PASSAGE GIVEN:
----

Books Like Everything Is Illuminated: Memory, the Holocaust, and Comedy as a Vehicle for Horror
Jonathan Safran Foer's novel — a young American traveling to Ukraine to find the woman who saved his grandfather from the Nazis, accompanied by a translator who speaks gloriously broken English — is one of the most formally inventive Holocaust novels. These books share its use of comedy to carry unbearable weight.
By Oliver Kane
Jonathan Safran Foer published Everything Is Illuminated in 2002, at age twenty-five, and it announced a formal ambition that most novelists never achieve. The novel sends a narrator named Jonathan Safran Foer to Ukraine with a Ukrainian translator named Alex — whose English is assembled from a thesaurus used with more enthusiasm than accuracy — and Alex’s grandfather, whose dog is named Sammy Davis Junior Junior. They are looking for the village of Trachimbrod, where the grandfather helped a Jewish woman save the narrator’s grandfather from the Nazis. What they find there, and what the narrator does with what he finds, is the novel’s real subject.
The formal invention is the vehicle for the emotional content, not decoration. Alex’s letters — “I had manyboys who were my friends, but Augustine was the most premium” — are funny in the specific way that the novel needs: the comedy creates a space of warmth and humanity directly adjacent to the horror of what the novel is uncovering. Foer learned this from Günter Grass, from Art Spiegelman, from the whole tradition of Jewish comic writing that discovered, after the Holocaust, that laughter was not disrespectful but necessary — the only voice in which some things could be said at all. The comedy is not relief from the horror; it is the mode through which the horror becomes bearable enough to look at directly.
The books below were chosen for readers who responded to that formal ambition and to Foer’s particular combination of comedy, family history, and the weight of inherited atrocity. They are grouped by what they most closely share: the experimental Holocaust novel, comedy and family history under the pressure of history, and the literature of memory, inheritance, and what the second generation owes the first.

----

[Entries taken from a collection]
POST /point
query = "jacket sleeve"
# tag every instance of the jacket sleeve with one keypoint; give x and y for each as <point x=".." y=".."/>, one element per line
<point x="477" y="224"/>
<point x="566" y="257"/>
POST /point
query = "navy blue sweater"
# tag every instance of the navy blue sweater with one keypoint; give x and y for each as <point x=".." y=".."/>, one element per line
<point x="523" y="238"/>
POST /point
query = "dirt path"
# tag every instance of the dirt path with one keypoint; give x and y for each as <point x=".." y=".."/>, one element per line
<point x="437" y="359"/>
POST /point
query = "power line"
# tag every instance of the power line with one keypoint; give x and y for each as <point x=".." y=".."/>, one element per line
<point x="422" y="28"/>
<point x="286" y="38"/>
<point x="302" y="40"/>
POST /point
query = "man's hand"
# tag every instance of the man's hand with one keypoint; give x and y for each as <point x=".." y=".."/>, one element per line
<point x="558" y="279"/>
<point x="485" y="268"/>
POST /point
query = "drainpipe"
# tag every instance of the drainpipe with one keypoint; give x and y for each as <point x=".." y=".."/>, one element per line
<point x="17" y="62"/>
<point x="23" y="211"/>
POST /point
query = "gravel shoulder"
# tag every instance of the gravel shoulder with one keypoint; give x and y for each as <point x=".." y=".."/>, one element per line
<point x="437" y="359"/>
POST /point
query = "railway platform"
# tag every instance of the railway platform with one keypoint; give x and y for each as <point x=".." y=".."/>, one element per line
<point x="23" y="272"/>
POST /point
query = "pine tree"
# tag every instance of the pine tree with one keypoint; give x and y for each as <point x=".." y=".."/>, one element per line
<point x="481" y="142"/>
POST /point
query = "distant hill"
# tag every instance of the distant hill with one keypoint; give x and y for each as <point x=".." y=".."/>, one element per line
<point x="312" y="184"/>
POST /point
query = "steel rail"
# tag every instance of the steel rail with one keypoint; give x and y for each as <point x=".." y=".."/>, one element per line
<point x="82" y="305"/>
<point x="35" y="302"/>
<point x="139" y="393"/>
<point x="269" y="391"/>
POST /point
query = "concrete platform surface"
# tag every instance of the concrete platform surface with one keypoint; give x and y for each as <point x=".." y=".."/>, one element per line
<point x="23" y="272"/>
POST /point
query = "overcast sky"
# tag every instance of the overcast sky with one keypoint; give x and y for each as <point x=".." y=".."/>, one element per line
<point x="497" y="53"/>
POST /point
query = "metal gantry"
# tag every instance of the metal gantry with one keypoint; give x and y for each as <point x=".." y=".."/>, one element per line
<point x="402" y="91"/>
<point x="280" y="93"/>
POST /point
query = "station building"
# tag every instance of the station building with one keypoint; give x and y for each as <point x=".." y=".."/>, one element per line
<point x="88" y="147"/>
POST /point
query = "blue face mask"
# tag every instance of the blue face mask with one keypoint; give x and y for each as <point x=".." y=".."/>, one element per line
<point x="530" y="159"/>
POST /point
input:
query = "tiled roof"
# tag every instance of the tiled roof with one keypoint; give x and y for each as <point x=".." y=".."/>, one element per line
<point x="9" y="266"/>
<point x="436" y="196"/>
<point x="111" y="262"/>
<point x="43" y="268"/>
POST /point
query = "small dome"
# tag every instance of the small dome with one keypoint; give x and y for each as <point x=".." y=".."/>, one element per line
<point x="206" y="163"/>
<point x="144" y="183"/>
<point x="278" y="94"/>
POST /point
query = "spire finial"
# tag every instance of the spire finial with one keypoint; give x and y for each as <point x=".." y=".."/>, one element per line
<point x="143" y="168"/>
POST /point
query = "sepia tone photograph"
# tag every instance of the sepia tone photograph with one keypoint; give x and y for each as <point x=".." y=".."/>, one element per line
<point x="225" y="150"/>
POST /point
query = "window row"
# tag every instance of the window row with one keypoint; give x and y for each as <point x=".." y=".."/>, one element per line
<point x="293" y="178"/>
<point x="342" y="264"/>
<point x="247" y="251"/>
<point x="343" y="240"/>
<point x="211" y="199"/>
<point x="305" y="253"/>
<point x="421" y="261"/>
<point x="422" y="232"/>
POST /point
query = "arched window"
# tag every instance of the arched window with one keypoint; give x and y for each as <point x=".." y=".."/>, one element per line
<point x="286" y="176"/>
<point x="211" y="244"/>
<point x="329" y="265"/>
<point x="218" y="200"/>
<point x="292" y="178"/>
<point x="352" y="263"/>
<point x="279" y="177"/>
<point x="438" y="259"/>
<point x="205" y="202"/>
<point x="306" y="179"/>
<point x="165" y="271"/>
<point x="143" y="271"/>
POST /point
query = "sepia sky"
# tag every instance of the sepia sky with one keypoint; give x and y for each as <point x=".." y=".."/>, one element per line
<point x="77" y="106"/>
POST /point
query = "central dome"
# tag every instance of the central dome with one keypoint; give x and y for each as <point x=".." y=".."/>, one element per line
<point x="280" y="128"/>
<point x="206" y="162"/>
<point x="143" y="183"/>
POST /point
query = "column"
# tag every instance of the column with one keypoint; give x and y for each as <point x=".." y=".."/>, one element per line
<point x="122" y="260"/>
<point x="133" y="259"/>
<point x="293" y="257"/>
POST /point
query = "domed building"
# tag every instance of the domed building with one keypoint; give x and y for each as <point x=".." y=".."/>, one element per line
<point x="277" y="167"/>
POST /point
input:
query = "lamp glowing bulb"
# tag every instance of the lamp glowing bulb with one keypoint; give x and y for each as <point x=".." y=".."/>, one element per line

----

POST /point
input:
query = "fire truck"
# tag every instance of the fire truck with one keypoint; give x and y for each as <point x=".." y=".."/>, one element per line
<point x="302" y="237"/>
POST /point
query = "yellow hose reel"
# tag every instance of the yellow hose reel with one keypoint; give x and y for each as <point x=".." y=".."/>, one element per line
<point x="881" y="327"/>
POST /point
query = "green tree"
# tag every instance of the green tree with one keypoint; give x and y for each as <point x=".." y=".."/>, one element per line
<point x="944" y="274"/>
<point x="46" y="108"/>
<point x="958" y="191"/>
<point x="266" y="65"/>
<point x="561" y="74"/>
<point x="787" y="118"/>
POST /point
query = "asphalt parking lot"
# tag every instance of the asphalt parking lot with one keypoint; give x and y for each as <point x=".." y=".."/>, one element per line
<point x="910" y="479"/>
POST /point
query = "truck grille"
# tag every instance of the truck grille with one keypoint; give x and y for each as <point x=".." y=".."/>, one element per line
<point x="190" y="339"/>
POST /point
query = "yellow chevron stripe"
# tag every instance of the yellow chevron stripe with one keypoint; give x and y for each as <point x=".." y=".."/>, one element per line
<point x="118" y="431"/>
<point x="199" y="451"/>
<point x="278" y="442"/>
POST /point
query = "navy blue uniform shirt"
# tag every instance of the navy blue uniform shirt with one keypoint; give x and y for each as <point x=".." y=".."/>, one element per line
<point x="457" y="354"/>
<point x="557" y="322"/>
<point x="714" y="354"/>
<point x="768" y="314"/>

----

DIRECTIVES:
- a) Answer these from the article on novels like Everything Is Illuminated:
(i) In what year was Everything Is Illuminated published?
(ii) What is the name of the dog belonging to Alex's grandfather?
(iii) Which two writers does the article name as sources Foer learned from?
- b) Continue the article on novels like Everything Is Illuminated from where it stops.

RESULTS:
- a)
(i) 2002
(ii) Sammy Davis Junior Junior
(iii) Günter Grass and Art Spiegelman

- b)
Experimental Fiction and the Holocaust
#1 — The Tin Drum by Günter Grass
Oskar Matzerath, who decided at age three to stop growing and has spent the years since banging his tin drum and shattering glass with his voice, narrates his childhood in Danzig across the rise of Nazism and the Second World War. Grass’s novel is the formal ancestor of Everything Is Illuminated: it deploys grotesque comedy, an unreliable child-narrator, and formal extravagance to say things about Nazi Germany that realism could not contain. Foer read Grass; the influence is direct and acknowledged. The Tin Drum is longer, darker, and more politically angry than Foer’s novel, but it established the permission to be funny about horror — the grotesque as a moral strategy rather than a moral failure.
#2 — Maus by Art Spiegelman
Spiegelman’s two-volume graphic memoir — in which his father Vladek’s survival of Auschwitz is told in comics where Jews are mice, Nazis are cats, and Poles are pigs — is the other formal ancestor. Maus invented the genre of the Holocaust graphic novel and in doing so demonstrated that form itself was not neutral: the decision to draw Vladek as a mouse is a decision about what the Holocaust did to Jewish identity, about the dehumanization that the Nazis performed and that the comic-book form both enacts and subverts. Foer’s use of three typographically distinct narrative strands and embedded photographs is the prose equivalent of Spiegelman’s visual argument: form as witness.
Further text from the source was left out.